-- BEGIN Entries provided --

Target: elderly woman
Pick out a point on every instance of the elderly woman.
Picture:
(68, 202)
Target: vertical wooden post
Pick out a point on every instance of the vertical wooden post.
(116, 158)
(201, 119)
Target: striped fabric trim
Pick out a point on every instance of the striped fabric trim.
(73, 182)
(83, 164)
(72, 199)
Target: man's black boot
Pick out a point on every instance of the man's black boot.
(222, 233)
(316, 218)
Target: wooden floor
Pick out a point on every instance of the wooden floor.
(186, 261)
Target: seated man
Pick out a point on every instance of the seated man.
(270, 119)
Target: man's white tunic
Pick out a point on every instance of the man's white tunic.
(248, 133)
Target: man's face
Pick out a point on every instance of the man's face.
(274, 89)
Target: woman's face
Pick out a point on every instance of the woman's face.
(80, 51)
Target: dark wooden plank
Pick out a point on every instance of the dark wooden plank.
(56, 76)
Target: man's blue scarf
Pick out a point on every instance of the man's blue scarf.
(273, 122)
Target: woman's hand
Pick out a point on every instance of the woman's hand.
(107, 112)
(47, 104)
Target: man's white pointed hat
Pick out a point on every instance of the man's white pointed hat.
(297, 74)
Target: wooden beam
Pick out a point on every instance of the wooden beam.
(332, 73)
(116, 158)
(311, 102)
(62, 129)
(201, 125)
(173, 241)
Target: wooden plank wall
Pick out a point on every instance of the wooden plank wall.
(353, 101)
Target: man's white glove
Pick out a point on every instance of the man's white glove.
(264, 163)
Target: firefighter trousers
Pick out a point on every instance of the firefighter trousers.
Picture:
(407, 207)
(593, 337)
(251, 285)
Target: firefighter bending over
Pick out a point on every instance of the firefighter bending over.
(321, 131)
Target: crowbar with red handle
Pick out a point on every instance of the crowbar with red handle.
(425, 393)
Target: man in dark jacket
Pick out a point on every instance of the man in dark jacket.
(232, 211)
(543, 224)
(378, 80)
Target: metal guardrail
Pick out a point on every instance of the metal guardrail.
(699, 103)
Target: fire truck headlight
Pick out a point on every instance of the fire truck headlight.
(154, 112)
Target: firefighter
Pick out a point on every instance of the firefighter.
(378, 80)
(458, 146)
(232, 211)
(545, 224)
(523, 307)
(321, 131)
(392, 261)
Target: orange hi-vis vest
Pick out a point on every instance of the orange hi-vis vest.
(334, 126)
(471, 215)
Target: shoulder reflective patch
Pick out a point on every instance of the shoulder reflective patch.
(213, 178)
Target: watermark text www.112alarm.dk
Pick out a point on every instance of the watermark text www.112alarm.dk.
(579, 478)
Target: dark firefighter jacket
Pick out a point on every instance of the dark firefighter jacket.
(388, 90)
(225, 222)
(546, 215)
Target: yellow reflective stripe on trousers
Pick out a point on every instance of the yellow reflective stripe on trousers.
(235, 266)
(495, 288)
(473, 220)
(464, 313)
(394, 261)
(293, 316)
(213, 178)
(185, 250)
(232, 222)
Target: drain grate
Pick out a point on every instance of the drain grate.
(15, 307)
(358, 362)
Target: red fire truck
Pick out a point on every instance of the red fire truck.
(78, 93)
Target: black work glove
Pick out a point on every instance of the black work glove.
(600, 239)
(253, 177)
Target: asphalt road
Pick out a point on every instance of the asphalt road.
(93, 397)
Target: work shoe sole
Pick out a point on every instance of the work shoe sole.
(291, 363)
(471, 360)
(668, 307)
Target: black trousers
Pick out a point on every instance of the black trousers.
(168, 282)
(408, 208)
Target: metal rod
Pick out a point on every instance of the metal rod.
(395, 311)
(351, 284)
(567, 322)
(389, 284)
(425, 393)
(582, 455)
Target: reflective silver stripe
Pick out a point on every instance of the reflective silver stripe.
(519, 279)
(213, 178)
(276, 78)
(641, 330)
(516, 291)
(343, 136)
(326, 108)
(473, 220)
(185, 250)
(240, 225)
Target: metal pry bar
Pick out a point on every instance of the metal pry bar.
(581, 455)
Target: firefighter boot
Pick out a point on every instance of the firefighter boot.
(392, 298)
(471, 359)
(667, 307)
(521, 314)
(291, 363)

-- END Entries provided --

Reproduce the records above with every occurrence of "Pick out a point on every instance of" swapped for "Place a point on each instance of", keeping everything else the same.

Target: elderly woman
Place a point on each instance of the elderly woman.
Picture:
(68, 202)
Target: vertical wooden post
Place a point on each instance of the vertical wooden post.
(116, 158)
(201, 119)
Target: striped fabric trim
Place a point on each instance of the striped fabric trim.
(73, 182)
(83, 164)
(72, 199)
Target: man's black boot
Place a point on each instance of the man's black boot.
(222, 233)
(316, 218)
Target: wooden floor
Place a point on each instance of the wooden floor.
(186, 261)
Target: seated man
Place a point on each instance of the seated man.
(270, 119)
Target: man's white tunic
Place a point on each instance of the man's white tunic.
(248, 133)
Target: man's face
Place a point on each instance of the man's face.
(274, 89)
Target: woman's face
Place a point on each instance of the woman's face.
(80, 51)
Target: dark wooden plank
Place a point on each instance of the dark wooden plank.
(56, 76)
Target: man's blue scarf
Place a point on each instance of the man's blue scarf.
(273, 122)
Target: woman's hand
Place a point on each instance of the woman's hand.
(107, 112)
(47, 104)
Target: man's white pointed hat
Place a point on each instance of the man's white pointed hat.
(297, 74)
Target: wooden beam
Place a point on each instance of the wooden beam.
(332, 73)
(116, 158)
(311, 102)
(62, 129)
(201, 125)
(173, 241)
Target: wooden plank wall
Place a point on each instance of the wooden plank wall.
(353, 101)
Target: man's white glove
Place a point on each instance of the man's white glove.
(264, 163)
Target: firefighter trousers
Place a point on each instance of the firefighter trousers.
Picture:
(407, 207)
(593, 337)
(251, 285)
Target: firefighter bending over
Place a point on each instance of the firefighter bending over.
(321, 131)
Target: crowbar with red handle
Place a point on each instance of the crowbar with red handle.
(425, 393)
Target: man in dark jacket
Place a point on each instance of the man in dark jacket.
(232, 211)
(543, 224)
(378, 80)
Target: metal guardrail
Place a point on each instance of the metal guardrail.
(699, 103)
Target: fire truck headlight
Place a point on each instance of the fire truck headlight.
(154, 112)
Target: firefighter
Place a point on each instance of the firefighter.
(378, 80)
(458, 146)
(232, 211)
(545, 224)
(523, 307)
(321, 131)
(392, 261)
Target: orange hi-vis vest
Place a point on each instance of the orange hi-vis vest.
(334, 126)
(471, 215)
Target: shoulder reflective patch
Place a point on each instance of the shoulder reflective patch.
(213, 178)
Target: watermark text www.112alarm.dk
Place a point on each instance of the watermark text www.112alarm.dk.
(579, 478)
Target: dark firefighter jacket
Place a point on each instance of the dark firefighter jacket.
(388, 90)
(225, 222)
(546, 215)
Target: yellow reflective stripe on trousers
Place a point on each instance of the yellow reflective stripe on trousers.
(235, 266)
(495, 288)
(473, 220)
(464, 313)
(394, 261)
(293, 316)
(213, 178)
(185, 250)
(232, 222)
Target: drain grate
Place a point on each instance of the drain grate.
(15, 307)
(358, 362)
Target: red fire truck
Place a point on each instance of the red fire truck.
(78, 93)
Target: black work glove
Place a point on each instance of the black work glove.
(600, 239)
(253, 177)
Target: asphalt road
Place a point on each instance of the asphalt road.
(93, 397)
Target: work shoe sole
Place a point on each instance of the work shoe sole.
(291, 363)
(471, 360)
(668, 307)
Target: black trousers
Place a point on each instance of the black trousers.
(168, 282)
(408, 208)
Target: metal rod
Place a point on each instance of the metal rod.
(395, 311)
(351, 284)
(567, 322)
(389, 284)
(425, 393)
(582, 455)
Target: reflective silver stripe
Place a point on each instance of the reflective silver stripe.
(519, 279)
(213, 178)
(276, 78)
(641, 330)
(516, 291)
(343, 136)
(326, 108)
(473, 220)
(185, 250)
(240, 225)
Target: metal pry bar
Place a point on each instance of the metal pry bar.
(581, 455)
Target: firefighter boot
Place a point on each instance of the firefighter boot.
(392, 298)
(471, 359)
(667, 307)
(521, 314)
(291, 363)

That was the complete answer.